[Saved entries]
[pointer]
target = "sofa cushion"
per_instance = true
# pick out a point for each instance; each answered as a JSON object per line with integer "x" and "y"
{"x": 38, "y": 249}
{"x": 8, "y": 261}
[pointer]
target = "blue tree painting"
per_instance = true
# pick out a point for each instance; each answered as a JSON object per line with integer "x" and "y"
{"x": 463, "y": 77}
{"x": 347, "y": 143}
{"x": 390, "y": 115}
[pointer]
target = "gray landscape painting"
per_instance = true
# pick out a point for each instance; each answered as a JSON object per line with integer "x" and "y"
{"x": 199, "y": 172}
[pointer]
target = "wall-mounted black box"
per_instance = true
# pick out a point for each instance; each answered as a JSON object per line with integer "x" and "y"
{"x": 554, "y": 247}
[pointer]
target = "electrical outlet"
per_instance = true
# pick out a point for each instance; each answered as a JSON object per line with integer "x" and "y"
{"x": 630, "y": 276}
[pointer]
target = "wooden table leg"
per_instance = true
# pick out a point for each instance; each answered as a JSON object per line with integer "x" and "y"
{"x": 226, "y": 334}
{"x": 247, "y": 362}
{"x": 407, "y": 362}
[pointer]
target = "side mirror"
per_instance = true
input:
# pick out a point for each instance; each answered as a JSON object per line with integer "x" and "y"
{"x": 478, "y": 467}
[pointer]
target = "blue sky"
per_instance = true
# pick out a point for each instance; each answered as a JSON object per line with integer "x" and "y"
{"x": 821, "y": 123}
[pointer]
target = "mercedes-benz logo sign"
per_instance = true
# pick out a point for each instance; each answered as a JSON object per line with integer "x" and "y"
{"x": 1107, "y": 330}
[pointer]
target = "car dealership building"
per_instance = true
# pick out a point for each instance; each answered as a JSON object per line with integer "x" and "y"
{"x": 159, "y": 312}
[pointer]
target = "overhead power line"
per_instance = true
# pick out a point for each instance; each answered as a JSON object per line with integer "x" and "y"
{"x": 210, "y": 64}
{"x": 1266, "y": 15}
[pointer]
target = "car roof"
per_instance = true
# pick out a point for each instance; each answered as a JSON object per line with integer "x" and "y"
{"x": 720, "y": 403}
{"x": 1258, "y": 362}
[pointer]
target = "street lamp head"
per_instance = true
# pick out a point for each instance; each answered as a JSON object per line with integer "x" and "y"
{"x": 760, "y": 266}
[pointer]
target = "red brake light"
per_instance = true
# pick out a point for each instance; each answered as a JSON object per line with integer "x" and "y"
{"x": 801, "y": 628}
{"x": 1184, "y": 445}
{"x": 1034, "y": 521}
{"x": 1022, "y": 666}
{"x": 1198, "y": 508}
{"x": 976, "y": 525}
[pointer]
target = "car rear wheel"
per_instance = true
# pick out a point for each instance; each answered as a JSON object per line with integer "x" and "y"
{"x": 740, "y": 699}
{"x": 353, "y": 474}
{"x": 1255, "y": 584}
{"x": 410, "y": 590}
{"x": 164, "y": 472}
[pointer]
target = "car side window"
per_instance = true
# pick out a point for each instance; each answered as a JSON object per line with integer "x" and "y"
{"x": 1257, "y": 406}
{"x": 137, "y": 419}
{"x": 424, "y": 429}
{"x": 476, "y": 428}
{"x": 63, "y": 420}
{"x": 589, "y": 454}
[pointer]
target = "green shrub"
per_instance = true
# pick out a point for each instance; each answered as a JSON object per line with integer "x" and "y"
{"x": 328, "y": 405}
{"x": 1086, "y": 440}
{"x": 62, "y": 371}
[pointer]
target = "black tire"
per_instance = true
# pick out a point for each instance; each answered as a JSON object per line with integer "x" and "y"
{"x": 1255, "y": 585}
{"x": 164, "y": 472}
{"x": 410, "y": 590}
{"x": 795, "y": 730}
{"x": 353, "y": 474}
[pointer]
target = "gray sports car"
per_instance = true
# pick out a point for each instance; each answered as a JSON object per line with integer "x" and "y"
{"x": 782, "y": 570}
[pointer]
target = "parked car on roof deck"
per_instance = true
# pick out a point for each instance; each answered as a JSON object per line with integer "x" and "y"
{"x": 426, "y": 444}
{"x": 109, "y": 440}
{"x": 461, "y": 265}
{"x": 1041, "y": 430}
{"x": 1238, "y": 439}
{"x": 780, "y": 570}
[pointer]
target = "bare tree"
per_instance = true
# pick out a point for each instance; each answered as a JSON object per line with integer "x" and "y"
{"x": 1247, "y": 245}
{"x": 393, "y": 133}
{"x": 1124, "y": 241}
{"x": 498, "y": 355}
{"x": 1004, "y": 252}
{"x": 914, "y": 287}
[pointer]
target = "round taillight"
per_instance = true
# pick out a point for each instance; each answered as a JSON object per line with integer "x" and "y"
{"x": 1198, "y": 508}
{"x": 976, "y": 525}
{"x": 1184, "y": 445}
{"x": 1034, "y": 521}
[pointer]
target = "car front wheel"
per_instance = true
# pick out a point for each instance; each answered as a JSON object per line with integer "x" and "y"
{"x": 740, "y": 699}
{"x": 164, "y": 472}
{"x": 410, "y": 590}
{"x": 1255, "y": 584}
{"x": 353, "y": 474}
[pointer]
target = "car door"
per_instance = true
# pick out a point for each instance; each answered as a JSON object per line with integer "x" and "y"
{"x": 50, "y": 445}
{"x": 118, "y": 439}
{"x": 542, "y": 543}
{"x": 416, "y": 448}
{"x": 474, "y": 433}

• **JOB**:
Repeat every line of the records above exactly.

• **FULL RESPONSE**:
[pointer]
target = "sofa cushion"
per_instance = true
# pick out a point for each instance; each answered as a JSON object per line with integer "x" and "y"
{"x": 38, "y": 249}
{"x": 8, "y": 261}
[pointer]
target = "blue tree painting"
per_instance = true
# pick out a point for each instance; each answered as a JSON object per line with integer "x" and "y"
{"x": 463, "y": 77}
{"x": 347, "y": 143}
{"x": 390, "y": 115}
[pointer]
target = "gray landscape painting"
per_instance = true
# pick out a point for each instance; each answered as a JSON object per line with integer "x" and "y"
{"x": 199, "y": 172}
[pointer]
target = "wall-mounted black box"
per_instance = true
# pick out a point for each instance; each answered as a JSON object per line with integer "x" and "y"
{"x": 554, "y": 247}
[pointer]
target = "electrical outlet"
per_instance = true
# pick out a point for each instance; each answered as a JSON object per line with integer "x" and "y"
{"x": 630, "y": 276}
[pointer]
target = "wooden table leg"
per_instance = true
# pick out a point for each instance; each answered as a JSON object per line with integer "x" and "y"
{"x": 226, "y": 334}
{"x": 247, "y": 362}
{"x": 407, "y": 362}
[pointer]
target = "side mirror"
per_instance = true
input:
# pick out a point for each instance; each answered as a JSON object per line with integer "x" and "y"
{"x": 478, "y": 467}
[pointer]
target = "blue sky"
per_instance = true
# pick out a point for each instance; each answered as a JSON object per line with integer "x" and "y"
{"x": 821, "y": 123}
[pointer]
target = "mercedes-benz logo sign"
per_instance = true
# pick out a point for each instance; each answered as a JSON object per line with integer "x" and "y"
{"x": 1107, "y": 330}
[pointer]
target = "car dealership building"
per_instance = true
# pick out a point for each instance; each answered as a JSON object per line with integer "x" and "y"
{"x": 159, "y": 312}
[pointer]
target = "overhead power line"
per_instance = true
# pick out a point for each instance; each answered as a JSON object per line with integer "x" and "y"
{"x": 210, "y": 64}
{"x": 1266, "y": 15}
[pointer]
target = "car roof"
per_instance = true
# pick out a point for each instance; each answered as a JSON object per line with integer "x" and "y"
{"x": 720, "y": 403}
{"x": 1258, "y": 362}
[pointer]
target = "street lamp head"
per_instance = true
# pick out a point for each instance; each answered as a JSON object per line with integer "x" and "y"
{"x": 760, "y": 266}
[pointer]
target = "red brake light"
per_instance = true
# pick out a point for each instance; each answered as a JSON object per line with integer "x" and "y"
{"x": 801, "y": 628}
{"x": 1184, "y": 445}
{"x": 1034, "y": 521}
{"x": 1022, "y": 666}
{"x": 1198, "y": 508}
{"x": 976, "y": 525}
[pointer]
target = "car rear wheel"
per_instance = true
# pick out a point for each instance; each answered as a JSON object per line with integer "x" and "y"
{"x": 740, "y": 699}
{"x": 353, "y": 474}
{"x": 1255, "y": 584}
{"x": 410, "y": 590}
{"x": 164, "y": 472}
[pointer]
target = "car side window"
per_instance = true
# pick out a point for each instance; each answered as a JSON object per line with integer "x" and "y"
{"x": 1257, "y": 406}
{"x": 137, "y": 419}
{"x": 424, "y": 429}
{"x": 476, "y": 428}
{"x": 63, "y": 420}
{"x": 589, "y": 454}
[pointer]
target = "green shrub"
per_instance = true
# pick out a point for each instance; each answered as a JSON object per line with integer "x" and "y"
{"x": 328, "y": 405}
{"x": 1086, "y": 440}
{"x": 62, "y": 371}
[pointer]
target = "black tire"
per_instance = true
# pick out a point for each instance; each answered as a JSON object per line with integer "x" and "y"
{"x": 1255, "y": 585}
{"x": 164, "y": 472}
{"x": 410, "y": 590}
{"x": 795, "y": 730}
{"x": 353, "y": 474}
[pointer]
target = "gray sports car"
per_instance = true
# pick out a point for each instance; each answered as a JSON object per line with integer "x" and "y"
{"x": 782, "y": 570}
[pointer]
target = "parked car on roof deck"
per_instance = true
# pick out a point for each instance; each answered as a JSON object per line with integer "x" and "y"
{"x": 426, "y": 444}
{"x": 109, "y": 440}
{"x": 461, "y": 265}
{"x": 1041, "y": 430}
{"x": 1238, "y": 439}
{"x": 780, "y": 570}
[pointer]
target = "bare tree"
per_instance = true
# pick out a point for each instance; each answered as a JSON object per line with integer "x" and "y"
{"x": 1247, "y": 245}
{"x": 393, "y": 133}
{"x": 1124, "y": 241}
{"x": 498, "y": 355}
{"x": 1004, "y": 252}
{"x": 914, "y": 287}
[pointer]
target = "round taillight"
per_instance = true
# pick out a point for each instance; each answered as a JSON object per line with integer "x" and "y"
{"x": 1198, "y": 508}
{"x": 976, "y": 525}
{"x": 1184, "y": 445}
{"x": 1034, "y": 521}
[pointer]
target = "car front wheel"
per_instance = true
# pick out a point for each instance; each answered as a JSON object per line with integer "x" and "y"
{"x": 740, "y": 699}
{"x": 164, "y": 472}
{"x": 410, "y": 590}
{"x": 1255, "y": 584}
{"x": 353, "y": 474}
[pointer]
target = "car door"
per_instance = true
# pick out a point for each instance; each answered as a JSON object per line with integer "x" and "y"
{"x": 50, "y": 445}
{"x": 118, "y": 439}
{"x": 542, "y": 543}
{"x": 416, "y": 448}
{"x": 474, "y": 433}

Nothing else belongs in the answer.